(Task)
Reproduce word for word the records from the line containing "out the mountain" up to and including the line containing "[(290, 289)]".

(Material to process)
================================
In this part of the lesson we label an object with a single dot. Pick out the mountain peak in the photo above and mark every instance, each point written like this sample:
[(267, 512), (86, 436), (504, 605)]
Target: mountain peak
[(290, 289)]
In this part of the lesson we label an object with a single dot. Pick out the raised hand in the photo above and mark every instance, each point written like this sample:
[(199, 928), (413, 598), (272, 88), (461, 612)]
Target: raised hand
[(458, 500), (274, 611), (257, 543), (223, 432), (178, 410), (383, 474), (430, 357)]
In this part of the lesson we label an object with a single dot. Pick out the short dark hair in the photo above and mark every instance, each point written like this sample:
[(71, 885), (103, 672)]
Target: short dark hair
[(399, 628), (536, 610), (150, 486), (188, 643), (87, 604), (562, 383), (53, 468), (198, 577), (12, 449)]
================================
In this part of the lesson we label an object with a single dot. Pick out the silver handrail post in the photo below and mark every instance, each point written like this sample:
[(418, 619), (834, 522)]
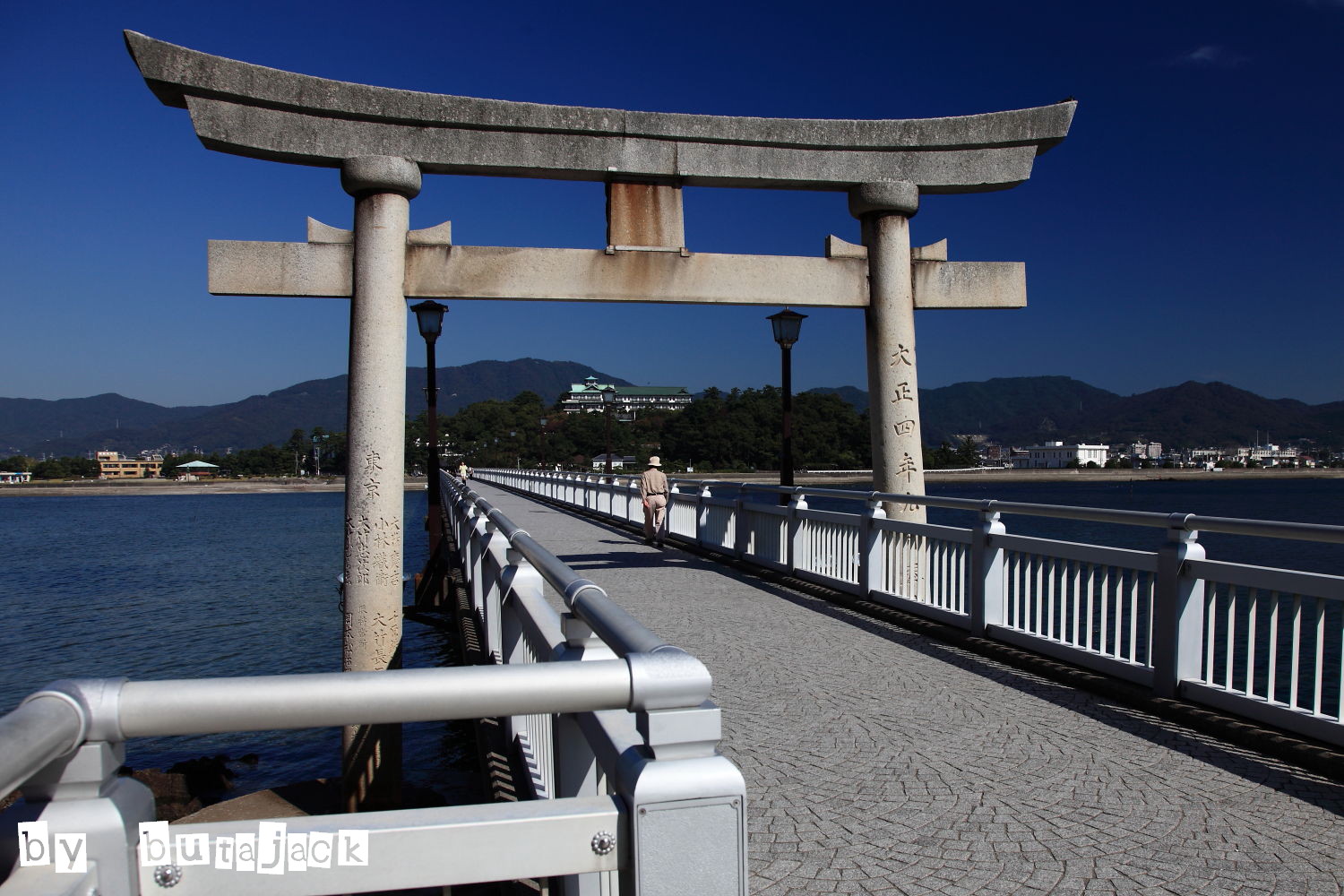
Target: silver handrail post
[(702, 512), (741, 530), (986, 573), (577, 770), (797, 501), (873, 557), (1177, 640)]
================================
(Problem solution)
In this part of the lesson we label an object with a single dot. Pick out the mountain peak in the photo above and mark every instance, each point written like this sample:
[(267, 512), (86, 436), (504, 605)]
Target: mountain peak
[(290, 289)]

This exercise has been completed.